_DESCRIÇÃO DO EXERCÍCIO:_ Por favor, responda: segundo o texto sobre Paulo Freire, que obra o educador escreveu como resposta aos posicionamentos críticos referentes à Pedagogia do Oprimido?

_TEXTO FORNECIDO:_
Desse modo, reitera-se, conforme evidenciado pelo autor, a dimensão de um saber revolucionário que ao oprimido “não lhe foi doado por ninguém, se é autêntico” e que, portanto, não é passível de ser depositado por outrem, pois quem se encontra em situação de opressão só se engaja na luta quando se percebe enquanto sujeito, enquanto agente de transformação social e em sua participação cidadã (FREIRE, 2018a, p.74).

É nesse sentido que Rancière (2014, p. 122) nos fala que a “democracia está nua em sua relação com o poder da riqueza”, e que “[...] não se fundamenta em nenhuma natureza e não é garantida por nenhuma forma institucional”. A democracia prescinde da luta e do engajamento social para que tenha sua existência continuada, ou seja, prescinde do engajamento das minorias por participação cidadã. Diante disso, salienta-se a importância do legado de Paulo Freire por promover o empoderamento dos oprimidos.

Entretanto, é necessário destacar que o pensamento de Paulo Freire não é prescritivo, nem manipulador, mas “se a conscientização das classes populares significa radicalização política é simplesmente porque as classes populares são radicais, mesmo quando não o sabiam”, assumindo a conscientização, portanto, “os sinais de uma perigosa estratégia de subversão”, afirma Francisco Weffort no prefácio de Educação como prática da liberdade, de Freire (2018ª, p. 19).

Logo, quando opositores ao pensamento freiriano dizem que o educador brasileiro tinha como intencionalidade destruir o Brasil, evidencia-se o “ódio à democracia” e a tentativa de impossibilitar que a população brasileira seja por ela transformada. O que Paulo Freire defende em seus escritos não é a deterioração do Brasil. Muito pelo contrário, seus textos são em defesa da educação, em defesa do estado brasileiro, pelo desenvolvimento do país, pela redistribuição de renda, pela superação da pobreza.

As mensagens contrárias à obra de Paulo Freire que têm se difundido no Brasil não podem ser entendidas como críticas, mas como ataques que têm sua fundamentação no “ódio” e no “horror”. A crítica possui um caráter produtivo, tendo o educador incorporado os posicionamentos críticos referentes à Pedagogia do Oprimido, escrevendo a Pedagogia da Esperança como resposta.

O centro de seu pensamento está justamente na criticidade, o que corrobora para uma educação que vai de encontro a um modelo de educação autoritária. Exatamente aí se encontra o ponto de embate! A obra de Paulo Freire é alvo de ataques por propor a conscientização como processo de reconhecimento da realidade social e desconstrução de “pseudo-verdades”, o que só pode ser recebido com rejeição por quem quer impor um modelo único de sociedade.

(Entradas de anotação com coordenadas)

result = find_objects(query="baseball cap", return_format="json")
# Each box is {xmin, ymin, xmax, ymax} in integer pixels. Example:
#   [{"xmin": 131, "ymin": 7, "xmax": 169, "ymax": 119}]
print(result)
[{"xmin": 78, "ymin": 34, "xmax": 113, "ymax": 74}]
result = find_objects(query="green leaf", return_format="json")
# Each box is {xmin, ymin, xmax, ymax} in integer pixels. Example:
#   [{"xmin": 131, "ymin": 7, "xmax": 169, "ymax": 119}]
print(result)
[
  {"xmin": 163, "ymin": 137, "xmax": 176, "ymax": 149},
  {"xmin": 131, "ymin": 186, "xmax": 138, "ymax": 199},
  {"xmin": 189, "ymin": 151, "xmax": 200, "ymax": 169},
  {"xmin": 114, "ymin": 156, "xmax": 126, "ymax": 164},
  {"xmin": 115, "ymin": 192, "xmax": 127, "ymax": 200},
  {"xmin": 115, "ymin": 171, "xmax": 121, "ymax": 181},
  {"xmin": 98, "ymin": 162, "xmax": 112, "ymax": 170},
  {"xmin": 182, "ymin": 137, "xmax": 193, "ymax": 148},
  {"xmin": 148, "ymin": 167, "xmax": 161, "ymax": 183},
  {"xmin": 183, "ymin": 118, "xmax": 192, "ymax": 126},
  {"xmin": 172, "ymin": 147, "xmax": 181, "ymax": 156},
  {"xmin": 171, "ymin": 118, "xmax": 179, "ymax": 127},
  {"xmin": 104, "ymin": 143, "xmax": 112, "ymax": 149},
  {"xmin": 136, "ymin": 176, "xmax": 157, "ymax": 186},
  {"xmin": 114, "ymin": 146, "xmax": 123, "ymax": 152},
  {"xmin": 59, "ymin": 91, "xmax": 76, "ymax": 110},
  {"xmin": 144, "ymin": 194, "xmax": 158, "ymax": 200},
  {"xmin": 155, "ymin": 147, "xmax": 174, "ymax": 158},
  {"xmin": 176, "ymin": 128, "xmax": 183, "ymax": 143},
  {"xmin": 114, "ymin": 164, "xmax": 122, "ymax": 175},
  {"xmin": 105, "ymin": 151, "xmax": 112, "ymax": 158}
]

_SOLUÇÃO DO EXERCÍCIO:_ A Pedagogia da Esperança.